-- start of Data provided --
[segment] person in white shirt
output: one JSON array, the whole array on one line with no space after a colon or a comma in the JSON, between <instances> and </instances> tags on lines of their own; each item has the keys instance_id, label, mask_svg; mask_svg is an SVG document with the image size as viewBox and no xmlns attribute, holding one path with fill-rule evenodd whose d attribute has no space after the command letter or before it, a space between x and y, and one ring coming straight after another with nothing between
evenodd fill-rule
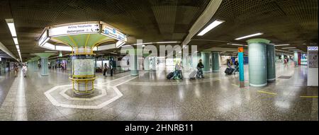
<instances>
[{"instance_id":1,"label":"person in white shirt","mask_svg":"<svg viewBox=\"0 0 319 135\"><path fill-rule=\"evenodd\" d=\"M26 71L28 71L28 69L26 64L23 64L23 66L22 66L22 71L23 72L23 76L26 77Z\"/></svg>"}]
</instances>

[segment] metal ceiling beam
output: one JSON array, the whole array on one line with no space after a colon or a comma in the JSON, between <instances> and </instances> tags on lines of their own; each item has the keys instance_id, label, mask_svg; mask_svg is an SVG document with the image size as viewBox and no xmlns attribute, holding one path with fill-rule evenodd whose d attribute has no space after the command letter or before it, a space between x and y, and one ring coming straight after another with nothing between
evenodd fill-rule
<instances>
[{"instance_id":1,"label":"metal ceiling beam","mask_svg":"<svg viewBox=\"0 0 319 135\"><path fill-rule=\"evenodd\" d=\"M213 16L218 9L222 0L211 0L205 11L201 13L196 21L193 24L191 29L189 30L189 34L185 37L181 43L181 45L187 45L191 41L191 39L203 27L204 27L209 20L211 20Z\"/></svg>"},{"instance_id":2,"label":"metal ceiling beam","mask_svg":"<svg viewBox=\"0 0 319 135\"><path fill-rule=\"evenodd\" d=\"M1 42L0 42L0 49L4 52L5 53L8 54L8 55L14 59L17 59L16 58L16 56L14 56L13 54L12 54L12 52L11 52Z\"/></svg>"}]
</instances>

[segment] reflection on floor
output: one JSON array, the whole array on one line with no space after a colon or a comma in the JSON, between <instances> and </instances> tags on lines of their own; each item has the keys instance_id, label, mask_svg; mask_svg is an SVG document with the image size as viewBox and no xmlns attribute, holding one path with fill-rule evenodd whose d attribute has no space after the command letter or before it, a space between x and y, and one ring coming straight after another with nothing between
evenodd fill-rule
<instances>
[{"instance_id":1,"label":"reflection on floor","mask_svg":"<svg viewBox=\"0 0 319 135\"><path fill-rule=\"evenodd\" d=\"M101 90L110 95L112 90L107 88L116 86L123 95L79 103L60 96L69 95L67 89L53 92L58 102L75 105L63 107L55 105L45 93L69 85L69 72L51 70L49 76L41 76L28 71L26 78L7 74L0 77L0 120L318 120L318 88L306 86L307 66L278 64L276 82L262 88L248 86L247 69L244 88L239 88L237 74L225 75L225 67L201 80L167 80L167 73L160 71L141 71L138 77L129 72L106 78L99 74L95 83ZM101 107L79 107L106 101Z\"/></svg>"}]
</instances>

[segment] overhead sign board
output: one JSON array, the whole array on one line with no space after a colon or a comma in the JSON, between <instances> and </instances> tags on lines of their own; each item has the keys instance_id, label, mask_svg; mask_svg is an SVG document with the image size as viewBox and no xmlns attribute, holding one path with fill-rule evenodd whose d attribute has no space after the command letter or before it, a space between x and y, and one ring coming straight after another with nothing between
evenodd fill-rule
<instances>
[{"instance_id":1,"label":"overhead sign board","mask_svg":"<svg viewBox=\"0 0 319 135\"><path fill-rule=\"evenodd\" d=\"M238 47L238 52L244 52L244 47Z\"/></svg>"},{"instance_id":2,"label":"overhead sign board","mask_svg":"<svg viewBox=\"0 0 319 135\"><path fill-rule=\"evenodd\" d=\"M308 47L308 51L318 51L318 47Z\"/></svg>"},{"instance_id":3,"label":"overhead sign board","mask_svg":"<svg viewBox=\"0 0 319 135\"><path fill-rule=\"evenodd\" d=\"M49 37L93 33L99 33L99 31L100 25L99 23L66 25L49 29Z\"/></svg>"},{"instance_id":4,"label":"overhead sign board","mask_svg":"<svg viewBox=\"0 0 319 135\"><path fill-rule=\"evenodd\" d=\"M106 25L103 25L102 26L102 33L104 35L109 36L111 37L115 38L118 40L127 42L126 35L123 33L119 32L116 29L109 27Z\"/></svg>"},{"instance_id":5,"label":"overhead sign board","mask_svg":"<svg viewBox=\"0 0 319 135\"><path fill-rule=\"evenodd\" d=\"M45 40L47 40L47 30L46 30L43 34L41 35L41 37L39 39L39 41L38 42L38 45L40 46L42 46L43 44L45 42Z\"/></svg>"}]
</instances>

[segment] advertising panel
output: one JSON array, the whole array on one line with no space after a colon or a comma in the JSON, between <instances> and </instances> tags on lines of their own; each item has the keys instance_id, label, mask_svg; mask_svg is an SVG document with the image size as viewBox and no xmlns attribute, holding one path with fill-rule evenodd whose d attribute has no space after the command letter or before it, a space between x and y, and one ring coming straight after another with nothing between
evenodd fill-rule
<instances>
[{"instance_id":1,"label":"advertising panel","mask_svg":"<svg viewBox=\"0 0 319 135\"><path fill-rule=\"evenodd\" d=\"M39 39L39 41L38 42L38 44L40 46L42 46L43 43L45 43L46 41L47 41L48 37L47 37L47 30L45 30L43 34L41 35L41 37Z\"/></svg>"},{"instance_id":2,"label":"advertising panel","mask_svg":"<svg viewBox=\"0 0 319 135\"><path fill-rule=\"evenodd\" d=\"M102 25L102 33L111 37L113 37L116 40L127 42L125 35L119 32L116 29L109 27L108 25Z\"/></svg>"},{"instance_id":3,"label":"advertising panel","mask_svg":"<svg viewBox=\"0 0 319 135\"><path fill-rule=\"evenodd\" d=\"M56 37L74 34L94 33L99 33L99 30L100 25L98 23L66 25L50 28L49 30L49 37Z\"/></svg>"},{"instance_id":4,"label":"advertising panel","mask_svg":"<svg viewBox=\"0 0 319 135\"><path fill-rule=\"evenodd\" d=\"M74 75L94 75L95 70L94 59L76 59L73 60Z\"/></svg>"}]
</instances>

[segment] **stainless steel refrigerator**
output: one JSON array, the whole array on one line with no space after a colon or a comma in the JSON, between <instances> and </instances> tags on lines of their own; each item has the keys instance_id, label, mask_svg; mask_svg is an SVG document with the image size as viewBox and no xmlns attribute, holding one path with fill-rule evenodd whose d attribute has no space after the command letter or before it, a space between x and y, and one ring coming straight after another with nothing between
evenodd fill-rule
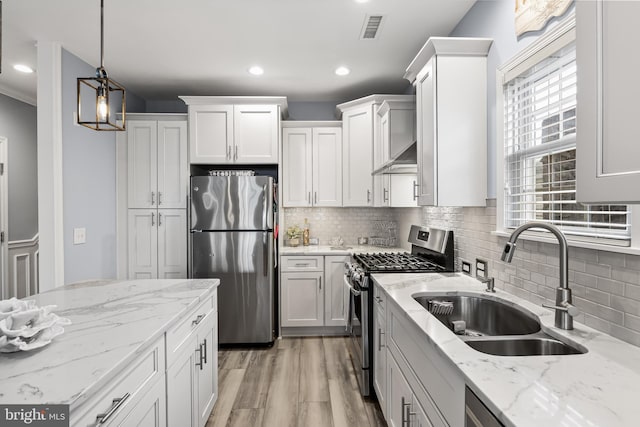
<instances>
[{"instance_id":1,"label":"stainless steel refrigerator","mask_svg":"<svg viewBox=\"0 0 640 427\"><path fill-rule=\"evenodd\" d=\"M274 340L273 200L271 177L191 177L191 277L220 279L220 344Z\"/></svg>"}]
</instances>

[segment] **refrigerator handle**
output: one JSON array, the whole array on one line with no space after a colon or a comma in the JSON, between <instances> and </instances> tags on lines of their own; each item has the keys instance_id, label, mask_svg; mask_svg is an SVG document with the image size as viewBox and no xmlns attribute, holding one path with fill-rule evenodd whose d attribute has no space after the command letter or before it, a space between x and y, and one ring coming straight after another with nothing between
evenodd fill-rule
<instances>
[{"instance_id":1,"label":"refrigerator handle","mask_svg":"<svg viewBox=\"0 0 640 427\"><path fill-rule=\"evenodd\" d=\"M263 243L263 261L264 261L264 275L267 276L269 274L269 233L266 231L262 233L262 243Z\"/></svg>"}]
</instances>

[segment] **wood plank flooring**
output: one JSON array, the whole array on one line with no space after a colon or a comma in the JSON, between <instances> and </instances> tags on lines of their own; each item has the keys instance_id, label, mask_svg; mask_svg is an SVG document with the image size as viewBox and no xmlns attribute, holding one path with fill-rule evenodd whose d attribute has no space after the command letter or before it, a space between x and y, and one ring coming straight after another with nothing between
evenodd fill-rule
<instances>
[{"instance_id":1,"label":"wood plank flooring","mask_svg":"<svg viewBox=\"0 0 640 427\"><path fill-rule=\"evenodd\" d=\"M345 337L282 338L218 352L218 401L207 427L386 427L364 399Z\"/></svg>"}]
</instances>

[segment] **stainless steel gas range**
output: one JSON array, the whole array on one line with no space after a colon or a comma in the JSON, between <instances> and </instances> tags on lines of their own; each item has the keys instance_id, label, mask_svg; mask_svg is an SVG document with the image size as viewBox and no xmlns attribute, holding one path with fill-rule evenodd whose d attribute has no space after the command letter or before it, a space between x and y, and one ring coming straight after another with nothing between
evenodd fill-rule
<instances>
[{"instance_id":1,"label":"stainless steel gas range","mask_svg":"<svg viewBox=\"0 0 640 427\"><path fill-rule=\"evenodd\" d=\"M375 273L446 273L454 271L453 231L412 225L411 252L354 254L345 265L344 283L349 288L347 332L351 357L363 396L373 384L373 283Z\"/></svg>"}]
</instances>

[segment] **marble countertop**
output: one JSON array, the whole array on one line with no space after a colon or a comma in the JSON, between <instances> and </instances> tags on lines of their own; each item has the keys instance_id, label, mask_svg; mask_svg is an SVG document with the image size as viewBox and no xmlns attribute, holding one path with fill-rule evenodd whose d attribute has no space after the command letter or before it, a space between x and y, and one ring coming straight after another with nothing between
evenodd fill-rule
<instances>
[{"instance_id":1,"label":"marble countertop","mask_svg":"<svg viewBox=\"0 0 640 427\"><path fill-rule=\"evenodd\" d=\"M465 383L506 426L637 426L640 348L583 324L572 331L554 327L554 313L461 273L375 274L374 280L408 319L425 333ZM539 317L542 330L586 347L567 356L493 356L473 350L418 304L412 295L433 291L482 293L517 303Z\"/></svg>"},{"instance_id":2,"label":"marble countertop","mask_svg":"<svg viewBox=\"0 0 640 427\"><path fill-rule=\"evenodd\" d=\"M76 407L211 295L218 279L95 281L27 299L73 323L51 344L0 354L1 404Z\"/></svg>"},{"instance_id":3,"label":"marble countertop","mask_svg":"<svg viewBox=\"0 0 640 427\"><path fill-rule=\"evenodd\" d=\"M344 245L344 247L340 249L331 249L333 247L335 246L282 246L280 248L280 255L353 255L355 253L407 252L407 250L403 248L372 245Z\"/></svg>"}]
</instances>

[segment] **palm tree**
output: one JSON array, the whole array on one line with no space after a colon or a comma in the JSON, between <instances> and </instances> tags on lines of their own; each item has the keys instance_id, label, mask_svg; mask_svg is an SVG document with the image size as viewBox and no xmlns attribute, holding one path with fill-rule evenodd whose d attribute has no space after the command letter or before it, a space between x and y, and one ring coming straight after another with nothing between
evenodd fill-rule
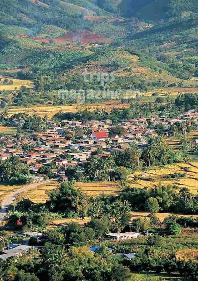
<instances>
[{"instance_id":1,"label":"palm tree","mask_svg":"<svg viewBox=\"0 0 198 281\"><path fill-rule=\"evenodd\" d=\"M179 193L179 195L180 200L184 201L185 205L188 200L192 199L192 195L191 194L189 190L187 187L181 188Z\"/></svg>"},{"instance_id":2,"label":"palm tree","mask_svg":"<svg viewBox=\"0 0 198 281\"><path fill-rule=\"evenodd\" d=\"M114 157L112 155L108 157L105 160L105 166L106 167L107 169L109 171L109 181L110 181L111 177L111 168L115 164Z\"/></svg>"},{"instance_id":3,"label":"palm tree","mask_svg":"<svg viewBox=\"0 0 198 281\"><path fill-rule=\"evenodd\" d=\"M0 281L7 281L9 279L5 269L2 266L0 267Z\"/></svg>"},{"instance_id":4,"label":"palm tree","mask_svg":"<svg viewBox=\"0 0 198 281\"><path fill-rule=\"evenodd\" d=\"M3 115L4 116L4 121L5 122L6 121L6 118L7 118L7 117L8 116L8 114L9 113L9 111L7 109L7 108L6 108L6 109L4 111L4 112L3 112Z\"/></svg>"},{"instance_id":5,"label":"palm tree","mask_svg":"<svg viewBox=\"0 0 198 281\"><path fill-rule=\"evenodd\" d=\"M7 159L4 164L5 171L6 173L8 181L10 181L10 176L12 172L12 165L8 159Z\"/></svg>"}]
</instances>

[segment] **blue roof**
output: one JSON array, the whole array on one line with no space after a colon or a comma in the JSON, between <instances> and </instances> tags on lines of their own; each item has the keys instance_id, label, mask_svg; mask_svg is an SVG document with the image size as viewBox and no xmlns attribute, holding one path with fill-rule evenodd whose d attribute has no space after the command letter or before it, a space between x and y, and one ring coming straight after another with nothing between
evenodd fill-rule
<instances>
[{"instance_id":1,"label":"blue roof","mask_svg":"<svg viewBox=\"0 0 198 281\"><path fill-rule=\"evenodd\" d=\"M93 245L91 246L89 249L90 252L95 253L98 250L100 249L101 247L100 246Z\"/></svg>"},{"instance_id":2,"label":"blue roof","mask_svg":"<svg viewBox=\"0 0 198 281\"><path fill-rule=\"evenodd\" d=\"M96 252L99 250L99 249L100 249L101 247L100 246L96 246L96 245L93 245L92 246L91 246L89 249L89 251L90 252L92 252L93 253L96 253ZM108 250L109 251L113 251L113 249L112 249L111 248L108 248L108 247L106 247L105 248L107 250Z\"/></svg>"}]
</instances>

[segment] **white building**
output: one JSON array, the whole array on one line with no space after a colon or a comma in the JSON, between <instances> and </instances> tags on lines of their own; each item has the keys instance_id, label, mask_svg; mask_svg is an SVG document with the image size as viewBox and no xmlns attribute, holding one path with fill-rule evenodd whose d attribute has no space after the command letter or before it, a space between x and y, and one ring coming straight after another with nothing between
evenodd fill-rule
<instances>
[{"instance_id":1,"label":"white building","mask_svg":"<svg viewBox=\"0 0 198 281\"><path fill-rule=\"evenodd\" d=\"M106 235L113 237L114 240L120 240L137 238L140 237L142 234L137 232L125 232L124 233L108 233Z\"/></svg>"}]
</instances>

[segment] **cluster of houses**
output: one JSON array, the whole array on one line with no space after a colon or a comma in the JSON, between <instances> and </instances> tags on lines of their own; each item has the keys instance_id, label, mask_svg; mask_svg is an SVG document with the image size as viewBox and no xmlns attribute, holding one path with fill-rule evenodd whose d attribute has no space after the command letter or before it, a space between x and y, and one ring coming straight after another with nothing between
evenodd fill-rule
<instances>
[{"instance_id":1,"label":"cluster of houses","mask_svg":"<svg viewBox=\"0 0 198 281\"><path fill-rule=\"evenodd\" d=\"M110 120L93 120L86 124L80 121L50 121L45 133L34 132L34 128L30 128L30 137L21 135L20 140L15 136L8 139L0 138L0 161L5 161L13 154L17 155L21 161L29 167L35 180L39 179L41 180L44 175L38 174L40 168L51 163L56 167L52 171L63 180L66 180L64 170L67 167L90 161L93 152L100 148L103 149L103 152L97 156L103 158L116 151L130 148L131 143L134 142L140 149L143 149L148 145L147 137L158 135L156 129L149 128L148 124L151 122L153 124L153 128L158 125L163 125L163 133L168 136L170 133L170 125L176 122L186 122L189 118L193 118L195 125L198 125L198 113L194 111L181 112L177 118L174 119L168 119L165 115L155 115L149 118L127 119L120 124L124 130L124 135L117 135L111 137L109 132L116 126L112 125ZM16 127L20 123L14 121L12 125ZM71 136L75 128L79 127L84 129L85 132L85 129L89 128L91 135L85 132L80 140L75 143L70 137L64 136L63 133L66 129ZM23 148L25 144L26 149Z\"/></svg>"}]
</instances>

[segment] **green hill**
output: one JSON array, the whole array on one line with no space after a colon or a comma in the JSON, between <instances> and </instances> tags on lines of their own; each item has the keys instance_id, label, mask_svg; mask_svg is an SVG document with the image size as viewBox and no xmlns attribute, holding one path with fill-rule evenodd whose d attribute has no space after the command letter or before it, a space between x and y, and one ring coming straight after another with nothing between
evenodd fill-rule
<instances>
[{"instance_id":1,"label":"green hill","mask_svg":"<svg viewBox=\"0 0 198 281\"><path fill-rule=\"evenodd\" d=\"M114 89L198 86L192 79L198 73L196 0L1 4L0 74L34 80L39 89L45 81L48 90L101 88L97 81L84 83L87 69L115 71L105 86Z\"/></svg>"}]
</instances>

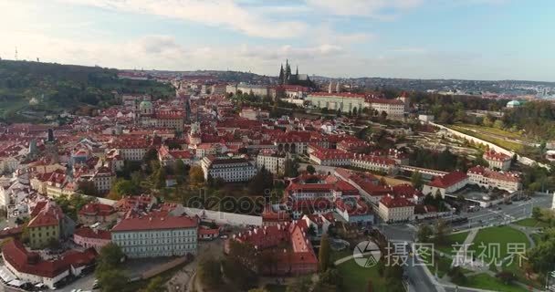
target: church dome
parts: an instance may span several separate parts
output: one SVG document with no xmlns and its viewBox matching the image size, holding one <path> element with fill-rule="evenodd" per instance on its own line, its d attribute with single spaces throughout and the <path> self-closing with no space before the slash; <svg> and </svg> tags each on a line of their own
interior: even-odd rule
-- end of Data provided --
Render the data lines as a Markdown table with columns Row and Text, skipping blank lines: begin at the line that contains "target: church dome" and stop after the line that contains "parts: an instance".

| Row | Text |
|---|---|
| 1 | target: church dome |
| 2 | parts: an instance may span several separate parts |